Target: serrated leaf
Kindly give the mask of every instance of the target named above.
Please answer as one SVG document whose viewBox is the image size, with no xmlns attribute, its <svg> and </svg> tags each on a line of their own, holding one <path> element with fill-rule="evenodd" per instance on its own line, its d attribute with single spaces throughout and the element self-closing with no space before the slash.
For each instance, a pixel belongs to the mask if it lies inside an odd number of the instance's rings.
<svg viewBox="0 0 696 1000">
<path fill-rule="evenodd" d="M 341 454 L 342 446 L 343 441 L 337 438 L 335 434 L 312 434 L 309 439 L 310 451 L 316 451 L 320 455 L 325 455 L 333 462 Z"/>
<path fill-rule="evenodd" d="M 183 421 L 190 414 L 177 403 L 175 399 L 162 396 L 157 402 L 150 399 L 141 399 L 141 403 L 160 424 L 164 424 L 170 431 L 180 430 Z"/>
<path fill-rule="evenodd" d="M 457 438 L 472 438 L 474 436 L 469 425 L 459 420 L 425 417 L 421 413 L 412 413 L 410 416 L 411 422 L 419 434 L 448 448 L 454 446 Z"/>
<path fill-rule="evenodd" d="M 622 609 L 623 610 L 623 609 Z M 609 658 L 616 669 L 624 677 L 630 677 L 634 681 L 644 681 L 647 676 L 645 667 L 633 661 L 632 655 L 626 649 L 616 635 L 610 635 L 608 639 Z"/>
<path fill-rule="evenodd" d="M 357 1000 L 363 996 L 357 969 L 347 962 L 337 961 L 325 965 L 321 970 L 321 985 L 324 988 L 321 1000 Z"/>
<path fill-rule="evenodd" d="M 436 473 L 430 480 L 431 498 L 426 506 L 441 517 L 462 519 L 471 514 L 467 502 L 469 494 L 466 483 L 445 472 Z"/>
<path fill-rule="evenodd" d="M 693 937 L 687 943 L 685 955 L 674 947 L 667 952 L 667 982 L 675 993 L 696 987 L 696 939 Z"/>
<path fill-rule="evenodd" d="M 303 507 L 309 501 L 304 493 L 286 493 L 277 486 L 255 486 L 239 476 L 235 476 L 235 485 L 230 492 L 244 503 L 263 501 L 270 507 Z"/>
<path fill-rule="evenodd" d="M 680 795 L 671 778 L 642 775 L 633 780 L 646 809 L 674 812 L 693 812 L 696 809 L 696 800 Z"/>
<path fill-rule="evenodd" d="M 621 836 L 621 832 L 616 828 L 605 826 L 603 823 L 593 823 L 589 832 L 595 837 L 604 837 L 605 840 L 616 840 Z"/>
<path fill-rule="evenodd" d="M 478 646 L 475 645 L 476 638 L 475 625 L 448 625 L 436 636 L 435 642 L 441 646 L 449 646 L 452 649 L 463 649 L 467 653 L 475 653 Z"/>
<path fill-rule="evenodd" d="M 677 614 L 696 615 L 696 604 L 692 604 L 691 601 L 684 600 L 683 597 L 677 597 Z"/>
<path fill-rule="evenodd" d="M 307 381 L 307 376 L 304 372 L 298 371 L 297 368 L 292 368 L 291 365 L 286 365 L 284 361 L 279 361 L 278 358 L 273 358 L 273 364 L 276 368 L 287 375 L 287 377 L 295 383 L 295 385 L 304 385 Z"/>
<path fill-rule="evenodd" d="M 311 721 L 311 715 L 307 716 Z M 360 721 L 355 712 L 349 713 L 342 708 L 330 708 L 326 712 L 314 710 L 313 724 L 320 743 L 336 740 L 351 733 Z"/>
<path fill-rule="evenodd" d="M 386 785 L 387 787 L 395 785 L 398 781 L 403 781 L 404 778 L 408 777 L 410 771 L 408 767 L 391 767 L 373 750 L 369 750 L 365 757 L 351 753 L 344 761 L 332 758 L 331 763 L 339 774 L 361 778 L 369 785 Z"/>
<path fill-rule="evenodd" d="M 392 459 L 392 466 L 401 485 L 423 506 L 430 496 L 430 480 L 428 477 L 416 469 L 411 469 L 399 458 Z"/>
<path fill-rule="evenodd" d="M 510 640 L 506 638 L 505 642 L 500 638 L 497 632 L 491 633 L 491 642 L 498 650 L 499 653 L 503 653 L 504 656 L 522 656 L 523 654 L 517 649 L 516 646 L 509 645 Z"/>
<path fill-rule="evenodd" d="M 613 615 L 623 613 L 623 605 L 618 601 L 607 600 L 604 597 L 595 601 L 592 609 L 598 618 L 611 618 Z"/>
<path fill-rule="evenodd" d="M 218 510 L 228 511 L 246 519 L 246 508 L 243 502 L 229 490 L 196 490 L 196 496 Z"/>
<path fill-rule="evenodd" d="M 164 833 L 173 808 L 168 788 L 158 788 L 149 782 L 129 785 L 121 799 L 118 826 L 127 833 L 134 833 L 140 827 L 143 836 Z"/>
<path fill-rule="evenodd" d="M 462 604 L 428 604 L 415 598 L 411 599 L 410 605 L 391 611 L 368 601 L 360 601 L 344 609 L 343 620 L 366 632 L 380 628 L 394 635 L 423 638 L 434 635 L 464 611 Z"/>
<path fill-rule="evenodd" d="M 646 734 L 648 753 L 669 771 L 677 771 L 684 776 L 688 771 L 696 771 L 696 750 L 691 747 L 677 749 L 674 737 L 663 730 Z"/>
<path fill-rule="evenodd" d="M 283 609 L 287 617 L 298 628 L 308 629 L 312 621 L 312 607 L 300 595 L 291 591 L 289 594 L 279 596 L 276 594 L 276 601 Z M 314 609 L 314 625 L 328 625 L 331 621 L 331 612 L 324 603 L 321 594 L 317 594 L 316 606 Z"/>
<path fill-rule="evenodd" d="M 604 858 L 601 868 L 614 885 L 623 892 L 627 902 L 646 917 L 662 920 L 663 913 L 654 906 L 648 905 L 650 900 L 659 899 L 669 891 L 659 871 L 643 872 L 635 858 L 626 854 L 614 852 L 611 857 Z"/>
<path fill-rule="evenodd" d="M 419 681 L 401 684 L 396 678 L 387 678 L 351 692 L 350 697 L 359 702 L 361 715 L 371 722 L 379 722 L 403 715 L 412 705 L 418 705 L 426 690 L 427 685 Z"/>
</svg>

******************************

# [Your goal]
Copy out the entries exactly. Begin at the first line and end with the line that has "Please answer as".

# [Exercise answer]
Target: serrated leaf
Kindly give the mask of every instance of the target named above.
Please answer as one SVG document whose viewBox is the image size, with no xmlns attribute, its <svg> and </svg> tags each on a line of their own, holding one <path> element with fill-rule="evenodd" per instance on its own line, its d attribute with single spaces throughout and the element self-closing with no space before the slash.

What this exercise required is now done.